In the entries below, tally the lines that contain the string "target", then state that number alone.

(Data records)

• • • • •

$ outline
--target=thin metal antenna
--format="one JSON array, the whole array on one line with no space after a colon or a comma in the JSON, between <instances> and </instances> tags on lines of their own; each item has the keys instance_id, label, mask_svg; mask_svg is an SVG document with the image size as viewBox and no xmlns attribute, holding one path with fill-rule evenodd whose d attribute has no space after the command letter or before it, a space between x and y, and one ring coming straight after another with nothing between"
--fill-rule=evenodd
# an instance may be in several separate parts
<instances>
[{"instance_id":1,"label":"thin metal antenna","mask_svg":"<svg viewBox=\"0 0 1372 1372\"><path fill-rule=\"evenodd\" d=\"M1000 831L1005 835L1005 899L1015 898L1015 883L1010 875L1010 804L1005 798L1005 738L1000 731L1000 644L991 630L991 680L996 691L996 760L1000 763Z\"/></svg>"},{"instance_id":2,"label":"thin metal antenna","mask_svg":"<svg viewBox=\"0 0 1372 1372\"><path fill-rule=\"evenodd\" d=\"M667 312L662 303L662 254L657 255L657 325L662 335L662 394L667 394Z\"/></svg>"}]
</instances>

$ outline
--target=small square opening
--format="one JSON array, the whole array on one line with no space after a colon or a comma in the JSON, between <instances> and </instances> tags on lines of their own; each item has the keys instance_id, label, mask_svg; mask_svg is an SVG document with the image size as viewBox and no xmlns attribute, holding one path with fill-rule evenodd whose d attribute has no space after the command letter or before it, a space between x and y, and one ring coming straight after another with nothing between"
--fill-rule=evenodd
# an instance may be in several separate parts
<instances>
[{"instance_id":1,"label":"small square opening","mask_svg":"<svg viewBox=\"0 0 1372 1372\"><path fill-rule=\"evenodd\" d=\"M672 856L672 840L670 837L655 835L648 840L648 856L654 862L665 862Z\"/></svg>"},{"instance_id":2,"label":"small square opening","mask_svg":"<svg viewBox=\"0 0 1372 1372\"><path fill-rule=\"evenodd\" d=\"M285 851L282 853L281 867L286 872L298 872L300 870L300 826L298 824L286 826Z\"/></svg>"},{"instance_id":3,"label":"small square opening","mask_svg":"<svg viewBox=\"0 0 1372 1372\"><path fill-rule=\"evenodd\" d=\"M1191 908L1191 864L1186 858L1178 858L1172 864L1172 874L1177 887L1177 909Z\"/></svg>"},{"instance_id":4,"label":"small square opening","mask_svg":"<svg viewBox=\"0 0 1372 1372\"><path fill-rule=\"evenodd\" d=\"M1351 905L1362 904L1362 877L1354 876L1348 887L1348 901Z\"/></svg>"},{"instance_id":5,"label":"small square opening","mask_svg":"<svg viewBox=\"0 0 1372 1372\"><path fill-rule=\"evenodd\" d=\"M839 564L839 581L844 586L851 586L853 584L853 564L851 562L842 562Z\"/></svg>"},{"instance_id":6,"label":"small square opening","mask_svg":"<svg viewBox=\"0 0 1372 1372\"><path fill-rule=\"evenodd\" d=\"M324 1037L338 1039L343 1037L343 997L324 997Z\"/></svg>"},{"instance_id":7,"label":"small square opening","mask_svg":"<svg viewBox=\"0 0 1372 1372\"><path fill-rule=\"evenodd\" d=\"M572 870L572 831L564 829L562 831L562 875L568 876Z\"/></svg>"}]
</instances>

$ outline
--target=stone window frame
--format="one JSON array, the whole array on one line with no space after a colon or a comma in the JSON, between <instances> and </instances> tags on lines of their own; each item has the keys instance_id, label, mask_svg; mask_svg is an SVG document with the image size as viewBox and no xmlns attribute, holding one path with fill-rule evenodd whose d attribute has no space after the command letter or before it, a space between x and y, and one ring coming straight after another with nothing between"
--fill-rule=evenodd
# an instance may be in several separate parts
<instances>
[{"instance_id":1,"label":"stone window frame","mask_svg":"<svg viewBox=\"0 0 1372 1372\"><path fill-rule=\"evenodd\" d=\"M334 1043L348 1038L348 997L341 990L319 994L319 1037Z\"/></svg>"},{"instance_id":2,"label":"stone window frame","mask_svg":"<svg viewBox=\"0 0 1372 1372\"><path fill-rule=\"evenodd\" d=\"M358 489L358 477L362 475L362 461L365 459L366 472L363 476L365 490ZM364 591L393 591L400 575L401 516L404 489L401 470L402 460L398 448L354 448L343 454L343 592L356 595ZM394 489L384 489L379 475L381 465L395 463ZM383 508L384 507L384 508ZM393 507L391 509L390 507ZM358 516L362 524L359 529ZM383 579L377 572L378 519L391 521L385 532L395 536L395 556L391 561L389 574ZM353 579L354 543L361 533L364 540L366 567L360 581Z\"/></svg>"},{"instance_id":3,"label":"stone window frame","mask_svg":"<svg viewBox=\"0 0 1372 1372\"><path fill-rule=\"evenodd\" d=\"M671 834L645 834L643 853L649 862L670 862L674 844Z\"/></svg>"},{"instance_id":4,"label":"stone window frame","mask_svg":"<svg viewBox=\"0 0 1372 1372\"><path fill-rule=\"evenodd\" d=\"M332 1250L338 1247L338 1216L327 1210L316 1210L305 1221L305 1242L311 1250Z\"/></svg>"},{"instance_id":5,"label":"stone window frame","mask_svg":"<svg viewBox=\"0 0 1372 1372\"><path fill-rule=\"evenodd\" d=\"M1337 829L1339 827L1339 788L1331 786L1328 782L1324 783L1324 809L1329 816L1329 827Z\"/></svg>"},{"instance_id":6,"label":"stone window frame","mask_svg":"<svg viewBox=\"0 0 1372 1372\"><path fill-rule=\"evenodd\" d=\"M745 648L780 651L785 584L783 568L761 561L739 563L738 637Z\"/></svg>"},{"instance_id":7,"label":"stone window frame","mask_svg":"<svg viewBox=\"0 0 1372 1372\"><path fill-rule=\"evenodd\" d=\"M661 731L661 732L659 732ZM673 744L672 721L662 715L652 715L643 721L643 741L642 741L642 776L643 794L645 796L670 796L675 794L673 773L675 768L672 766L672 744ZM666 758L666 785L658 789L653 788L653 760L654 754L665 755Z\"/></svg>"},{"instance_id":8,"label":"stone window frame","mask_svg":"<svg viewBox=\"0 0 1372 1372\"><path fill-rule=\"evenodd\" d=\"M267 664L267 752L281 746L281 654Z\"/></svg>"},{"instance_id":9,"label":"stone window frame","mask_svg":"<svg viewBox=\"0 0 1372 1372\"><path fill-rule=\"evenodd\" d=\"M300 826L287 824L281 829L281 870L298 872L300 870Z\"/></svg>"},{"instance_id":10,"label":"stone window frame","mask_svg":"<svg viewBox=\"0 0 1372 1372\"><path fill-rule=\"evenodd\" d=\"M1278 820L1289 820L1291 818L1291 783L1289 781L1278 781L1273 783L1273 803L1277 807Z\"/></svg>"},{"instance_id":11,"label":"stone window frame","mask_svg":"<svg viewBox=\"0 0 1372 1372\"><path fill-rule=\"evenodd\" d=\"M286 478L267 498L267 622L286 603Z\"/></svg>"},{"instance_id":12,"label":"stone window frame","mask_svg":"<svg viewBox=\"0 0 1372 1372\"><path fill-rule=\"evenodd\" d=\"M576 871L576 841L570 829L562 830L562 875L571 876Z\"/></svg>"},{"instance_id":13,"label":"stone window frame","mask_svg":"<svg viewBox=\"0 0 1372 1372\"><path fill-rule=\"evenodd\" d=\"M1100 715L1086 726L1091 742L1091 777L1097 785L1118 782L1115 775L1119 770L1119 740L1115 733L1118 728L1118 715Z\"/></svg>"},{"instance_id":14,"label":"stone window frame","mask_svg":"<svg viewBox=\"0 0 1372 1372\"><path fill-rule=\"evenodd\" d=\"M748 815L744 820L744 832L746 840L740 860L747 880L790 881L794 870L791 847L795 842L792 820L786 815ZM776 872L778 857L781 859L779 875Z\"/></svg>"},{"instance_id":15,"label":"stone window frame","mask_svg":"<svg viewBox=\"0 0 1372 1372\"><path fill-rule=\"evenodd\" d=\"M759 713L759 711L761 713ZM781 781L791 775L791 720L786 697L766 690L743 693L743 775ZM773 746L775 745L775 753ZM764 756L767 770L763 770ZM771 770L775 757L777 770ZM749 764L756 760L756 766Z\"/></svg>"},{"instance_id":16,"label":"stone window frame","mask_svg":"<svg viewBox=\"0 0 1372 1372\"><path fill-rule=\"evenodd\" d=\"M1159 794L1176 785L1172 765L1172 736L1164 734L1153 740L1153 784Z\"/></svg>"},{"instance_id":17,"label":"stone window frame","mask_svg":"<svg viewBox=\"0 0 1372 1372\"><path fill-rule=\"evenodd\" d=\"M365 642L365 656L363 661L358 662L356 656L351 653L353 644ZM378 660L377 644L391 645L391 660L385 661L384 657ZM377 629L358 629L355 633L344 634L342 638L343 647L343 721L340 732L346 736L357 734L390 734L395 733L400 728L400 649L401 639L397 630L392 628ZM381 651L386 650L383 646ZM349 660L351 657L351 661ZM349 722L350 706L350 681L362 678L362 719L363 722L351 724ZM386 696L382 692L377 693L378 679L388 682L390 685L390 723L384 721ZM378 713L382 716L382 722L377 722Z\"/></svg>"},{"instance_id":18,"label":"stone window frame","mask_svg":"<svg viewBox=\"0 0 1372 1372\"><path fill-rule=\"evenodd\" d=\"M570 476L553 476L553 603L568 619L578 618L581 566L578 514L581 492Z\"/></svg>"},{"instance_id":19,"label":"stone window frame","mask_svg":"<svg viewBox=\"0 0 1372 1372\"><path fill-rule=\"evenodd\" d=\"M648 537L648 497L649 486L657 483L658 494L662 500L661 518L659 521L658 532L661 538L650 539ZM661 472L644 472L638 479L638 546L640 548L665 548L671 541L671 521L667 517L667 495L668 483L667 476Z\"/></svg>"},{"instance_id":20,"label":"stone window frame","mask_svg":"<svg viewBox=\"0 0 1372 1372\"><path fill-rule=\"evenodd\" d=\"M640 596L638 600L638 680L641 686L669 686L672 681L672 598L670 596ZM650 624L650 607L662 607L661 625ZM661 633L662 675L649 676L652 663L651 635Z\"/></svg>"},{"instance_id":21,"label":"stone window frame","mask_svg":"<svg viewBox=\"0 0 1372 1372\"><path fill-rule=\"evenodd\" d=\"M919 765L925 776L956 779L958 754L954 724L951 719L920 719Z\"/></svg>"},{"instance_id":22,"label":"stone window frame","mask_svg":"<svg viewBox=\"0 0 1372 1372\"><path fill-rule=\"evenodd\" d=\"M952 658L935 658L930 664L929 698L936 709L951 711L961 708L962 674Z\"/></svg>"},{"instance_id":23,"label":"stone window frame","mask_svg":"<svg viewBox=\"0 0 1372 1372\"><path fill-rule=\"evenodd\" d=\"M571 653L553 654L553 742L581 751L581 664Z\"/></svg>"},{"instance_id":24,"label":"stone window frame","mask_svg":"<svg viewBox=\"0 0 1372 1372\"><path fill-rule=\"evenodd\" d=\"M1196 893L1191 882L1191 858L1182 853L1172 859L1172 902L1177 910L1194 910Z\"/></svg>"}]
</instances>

• • • • •

Solved exercise: 3